While the human cast includes a handful of sympathetic figures, it’s Kong who grips us from start to finish even as he embarks on some truly horrendous carnage. He impresses us as a genuine character. The closest Harryhausen came in creating a similar character was the Ymir, a reptilian refugee from Venus in 20 MILLION MILES TO EARTH (1957), but, as the Ymir grows to giant size, Harryhausen opted to make the creature more of a monster than an alien personality trying to understand the strange world it’s suddenly been born into.

(Records excerpted from a collection)
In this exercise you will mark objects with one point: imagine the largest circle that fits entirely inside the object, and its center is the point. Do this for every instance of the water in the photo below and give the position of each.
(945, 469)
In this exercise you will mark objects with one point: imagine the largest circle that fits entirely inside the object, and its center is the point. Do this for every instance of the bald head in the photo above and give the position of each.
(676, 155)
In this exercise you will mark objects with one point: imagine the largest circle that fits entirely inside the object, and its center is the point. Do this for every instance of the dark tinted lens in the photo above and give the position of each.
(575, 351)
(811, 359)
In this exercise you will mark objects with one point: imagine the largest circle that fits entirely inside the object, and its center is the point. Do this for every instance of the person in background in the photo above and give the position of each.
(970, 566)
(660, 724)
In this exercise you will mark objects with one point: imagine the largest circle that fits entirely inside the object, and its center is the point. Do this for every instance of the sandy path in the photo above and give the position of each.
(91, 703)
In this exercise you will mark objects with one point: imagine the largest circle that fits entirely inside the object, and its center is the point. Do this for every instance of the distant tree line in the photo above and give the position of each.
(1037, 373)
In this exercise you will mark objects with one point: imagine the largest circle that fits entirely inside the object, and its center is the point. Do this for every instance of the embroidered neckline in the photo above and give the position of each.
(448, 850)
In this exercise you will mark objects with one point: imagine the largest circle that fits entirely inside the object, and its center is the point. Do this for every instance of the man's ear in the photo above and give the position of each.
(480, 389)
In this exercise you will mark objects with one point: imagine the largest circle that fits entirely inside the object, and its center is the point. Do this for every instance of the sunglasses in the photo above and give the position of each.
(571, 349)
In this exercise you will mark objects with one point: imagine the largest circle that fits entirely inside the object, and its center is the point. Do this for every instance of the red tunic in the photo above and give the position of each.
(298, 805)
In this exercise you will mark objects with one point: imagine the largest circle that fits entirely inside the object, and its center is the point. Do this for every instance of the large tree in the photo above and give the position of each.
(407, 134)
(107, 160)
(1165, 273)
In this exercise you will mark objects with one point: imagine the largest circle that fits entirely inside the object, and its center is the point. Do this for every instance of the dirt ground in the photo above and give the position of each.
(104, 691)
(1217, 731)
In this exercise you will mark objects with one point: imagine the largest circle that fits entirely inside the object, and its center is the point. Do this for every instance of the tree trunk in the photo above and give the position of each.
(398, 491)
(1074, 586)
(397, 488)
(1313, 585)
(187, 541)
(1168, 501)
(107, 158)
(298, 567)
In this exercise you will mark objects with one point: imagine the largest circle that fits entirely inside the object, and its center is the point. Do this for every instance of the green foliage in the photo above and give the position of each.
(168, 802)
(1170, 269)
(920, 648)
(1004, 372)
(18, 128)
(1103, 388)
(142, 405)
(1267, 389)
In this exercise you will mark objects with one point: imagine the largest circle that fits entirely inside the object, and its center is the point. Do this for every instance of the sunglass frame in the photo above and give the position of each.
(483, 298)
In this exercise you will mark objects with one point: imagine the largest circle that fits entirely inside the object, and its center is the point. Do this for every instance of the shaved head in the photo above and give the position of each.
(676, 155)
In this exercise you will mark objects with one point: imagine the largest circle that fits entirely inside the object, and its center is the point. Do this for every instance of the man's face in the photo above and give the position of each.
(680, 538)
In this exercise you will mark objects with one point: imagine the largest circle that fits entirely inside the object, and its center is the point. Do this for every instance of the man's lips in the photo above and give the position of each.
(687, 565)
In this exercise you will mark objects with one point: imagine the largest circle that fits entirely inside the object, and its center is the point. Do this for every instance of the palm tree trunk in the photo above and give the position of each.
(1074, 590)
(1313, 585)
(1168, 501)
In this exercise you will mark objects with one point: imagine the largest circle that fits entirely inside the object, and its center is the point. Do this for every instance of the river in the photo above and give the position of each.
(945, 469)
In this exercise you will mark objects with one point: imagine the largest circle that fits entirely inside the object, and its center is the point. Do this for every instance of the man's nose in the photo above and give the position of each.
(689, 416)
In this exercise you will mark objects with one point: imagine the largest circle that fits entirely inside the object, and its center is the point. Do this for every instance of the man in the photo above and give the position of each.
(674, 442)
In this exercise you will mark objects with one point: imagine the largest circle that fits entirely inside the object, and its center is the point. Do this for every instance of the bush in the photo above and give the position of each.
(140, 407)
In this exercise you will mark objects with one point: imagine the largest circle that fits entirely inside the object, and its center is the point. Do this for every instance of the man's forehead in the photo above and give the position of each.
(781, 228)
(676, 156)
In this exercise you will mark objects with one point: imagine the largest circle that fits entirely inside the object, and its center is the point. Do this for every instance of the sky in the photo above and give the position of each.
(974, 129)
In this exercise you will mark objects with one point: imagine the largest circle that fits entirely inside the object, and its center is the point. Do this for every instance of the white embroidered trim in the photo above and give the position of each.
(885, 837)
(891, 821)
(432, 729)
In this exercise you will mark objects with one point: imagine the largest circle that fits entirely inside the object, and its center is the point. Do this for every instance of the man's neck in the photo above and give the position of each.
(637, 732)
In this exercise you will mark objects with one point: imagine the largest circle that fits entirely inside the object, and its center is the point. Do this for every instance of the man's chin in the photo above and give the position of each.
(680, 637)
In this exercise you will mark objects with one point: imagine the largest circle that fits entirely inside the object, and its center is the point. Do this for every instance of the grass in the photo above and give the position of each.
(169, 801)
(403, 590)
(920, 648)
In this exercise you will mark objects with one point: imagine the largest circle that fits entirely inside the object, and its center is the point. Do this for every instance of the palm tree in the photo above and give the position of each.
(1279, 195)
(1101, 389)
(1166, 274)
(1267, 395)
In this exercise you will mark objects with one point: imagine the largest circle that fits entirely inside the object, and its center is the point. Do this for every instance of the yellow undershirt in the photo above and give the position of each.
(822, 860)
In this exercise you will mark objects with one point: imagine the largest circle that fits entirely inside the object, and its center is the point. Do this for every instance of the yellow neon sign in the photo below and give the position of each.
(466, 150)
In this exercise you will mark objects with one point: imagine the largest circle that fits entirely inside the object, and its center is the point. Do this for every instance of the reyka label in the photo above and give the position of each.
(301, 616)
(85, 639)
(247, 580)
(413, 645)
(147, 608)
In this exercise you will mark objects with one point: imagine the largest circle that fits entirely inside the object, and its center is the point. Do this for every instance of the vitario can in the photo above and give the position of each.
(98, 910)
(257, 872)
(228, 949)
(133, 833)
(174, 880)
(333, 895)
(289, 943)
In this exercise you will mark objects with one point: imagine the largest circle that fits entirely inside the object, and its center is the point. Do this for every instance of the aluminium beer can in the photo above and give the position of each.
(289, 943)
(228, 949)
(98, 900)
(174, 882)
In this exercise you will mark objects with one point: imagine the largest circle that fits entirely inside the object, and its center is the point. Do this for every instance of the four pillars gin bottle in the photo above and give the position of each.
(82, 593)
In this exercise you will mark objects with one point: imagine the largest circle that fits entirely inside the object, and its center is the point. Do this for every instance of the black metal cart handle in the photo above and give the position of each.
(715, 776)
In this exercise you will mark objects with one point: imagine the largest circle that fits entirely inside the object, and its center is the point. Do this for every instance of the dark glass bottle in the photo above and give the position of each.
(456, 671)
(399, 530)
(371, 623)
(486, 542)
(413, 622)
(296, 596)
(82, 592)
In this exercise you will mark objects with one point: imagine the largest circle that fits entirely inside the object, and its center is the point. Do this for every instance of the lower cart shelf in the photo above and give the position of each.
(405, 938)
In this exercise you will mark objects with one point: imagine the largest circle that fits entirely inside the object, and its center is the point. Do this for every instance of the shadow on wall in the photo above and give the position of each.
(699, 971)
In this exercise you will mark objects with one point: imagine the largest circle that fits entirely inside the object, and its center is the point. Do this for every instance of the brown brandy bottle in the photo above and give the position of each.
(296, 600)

> [PROMPT 1]:
Please say whether each statement agrees with the passage on Kong and the Ymir, answering yes or no and quoting the deciding words: (a) The Ymir comes from Venus. (b) 20 MILLION MILES TO EARTH came out in 1957. (c) As the Ymir grows, Harryhausen makes it more of an alien personality than a monster.
> [PROMPT 2]:
Answer these questions from the passage on Kong and the Ymir:
(a) Who grips the viewer from start to finish?
(b) What does the human cast include?
(c) To what size does the Ymir grow?

> [EXPECTED ANSWER 1]:
(a) Yes: "a reptilian refugee from Venus"
(b) Yes: "20 MILLION MILES TO EARTH (1957)"
(c) No: "Harryhausen opted to make the creature more of a monster than an alien personality"

> [EXPECTED ANSWER 2]:
(a) Kong
(b) A handful of sympathetic figures
(c) Giant size